- [TASKS TO CARRY OUT]:
a – In the article on the EU AI Act's cybersecurity requirements, which article of the Act sets reporting deadlines?
b – From the article on the EU AI Act's cybersecurity requirements, write out the passage starting with "Get Your Free" and going on through "continuous risk management.".
c – Continue the article on the EU AI Act's cybersecurity requirements from the point where it stops.
[[ SELECTED EXCERPT, beginning ]]
Get Your Free Report
Start for Free
SOCRadar® Cyber Intelligence Inc. | What the EU AI Act Actually Requires for Cybersecurity (And Where Enterprises Are Exposed)
Jun 12, 2026
12 Mins Read
Moon

What the EU AI Act Actually Requires for Cybersecurity (And Where Enterprises Are Exposed)

The EU AI Act contains specific cybersecurity requirements. Article 15 names the threats. Article 73 sets reporting deadlines. Article 9 mandates continuous risk management.

But most coverage of the Act buries the cybersecurity provisions inside a general compliance overview. That framing misses what makes these requirements hard for enterprises: most organizations consume AI through models and vendor products they don’t control, which creates a supply chain gap between what the Act demands and what you can actually enforce.

What Cybersecurity Threats Does the EU AI Act Require You to Defend Against?

Article 15 of the AI Act requires high-risk AI systems to “be resilient against attempts by unauthorised third parties to alter their use, outputs or performance by exploiting system vulnerabilities.” It names four specific threat categories:

  • Data poisoning
  • Model poisoning
  • Adversarial examples
  • Confidentiality attacks or model flaws

The Act doesn’t just say “defend against these.” Article 15 requires measures to “prevent, detect, respond to, resolve and control for” these attacks. That language maps to a full response cycle and therefore prevention alone isn’t enough. You need detection capability, response processes, and ongoing controls. Article 9 reinforces this by requiring a “continuous iterative process planned and run throughout the entire lifecycle,” with “regular systematic review and updating.”
[[ SELECTED EXCERPT, end ]]
[[ SOURCE DATA, beginning ]]
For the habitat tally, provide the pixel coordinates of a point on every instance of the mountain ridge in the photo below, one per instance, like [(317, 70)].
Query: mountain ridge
[[ SOURCE DATA, end ]]
- [RESPONSES TO THE TASKS]:
a – Article 73

b –
Get Your Free Report
Start for Free
SOCRadar® Cyber Intelligence Inc. | What the EU AI Act Actually Requires for Cybersecurity (And Where Enterprises Are Exposed)
Jun 12, 2026
12 Mins Read
Moon

What the EU AI Act Actually Requires for Cybersecurity (And Where Enterprises Are Exposed)

The EU AI Act contains specific cybersecurity requirements. Article 15 names the threats. Article 73 sets reporting deadlines. Article 9 mandates continuous risk management.

c –
There are two important scoping points. First, Article 15(5) says technical solutions shall include these measures “where appropriate.” That qualifier means you defend against the threats relevant to your specific system, not all four categories equally for every deployment. A biometric identification system and an internal chatbot have different threat profiles.

Second, not every system in the Annex III high-risk categories is automatically high-risk. Article 6(3) provides a derogation, but it has a two-part test. The system must not pose a significant risk of harm to health, safety, or fundamental rights, including by not materially influencing the outcome of decision-making.

And it must meet one of four conditions: it performs a narrow procedural task, improves the result of a previously completed human activity, detects patterns without replacing human assessment, or performs a preparatory task. In practice, treat this as a two-part test where both parts must hold. There is one hard stop: the derogation never applies where the system performs profiling of natural persons. An Annex III system that profiles people is always high-risk. That carve-out matters for the obvious examples. An AI tool that ranks or scores job applicants is likely profiling, so it would not qualify even with a human reviewer in the loop. A tool that performs a purely preparatory task, such as extracting fields from submitted documents before a human assessment, might.

If this derogation applies, Article 6(4) requires the provider to document the assessment before the system goes to market. As a deployer, you should verify that your vendor has this documentation on file and can produce it on request from authorities.

Who Is Responsible for Cybersecurity When You Didn’t Build the Model?

Most enterprises don’t build AI models. They call APIs from OpenAI, Anthropic, or Google. They deploy Microsoft Copilot. They license SaaS products with AI embedded inside. The Act holds these organizations responsible for their AI deployments, but the models sit outside their perimeter.

The Act splits the world into providers (those who develop or place AI systems on the market) and deployers (those who use them). Most enterprises are deployers. Article 26 defines deployer obligations that carry real cybersecurity weight: use systems per provider instructions, assign competent human oversight, actively monitor operation, ensure input data is relevant and sufficiently representative to the extent you control it, retain system logs for at least six months, and suspend use if the system presents a risk.

But these deployer obligations assume the underlying model is sound. Article 15’s core cybersecurity requirements (resilience against data poisoning, model poisoning, adversarial attacks, confidentiality attacks) primarily fall on the provider. As a deployer, you own your side: input data, monitoring, oversight, usage compliance. You don’t own the security of the base model’s training pipeline or its weights.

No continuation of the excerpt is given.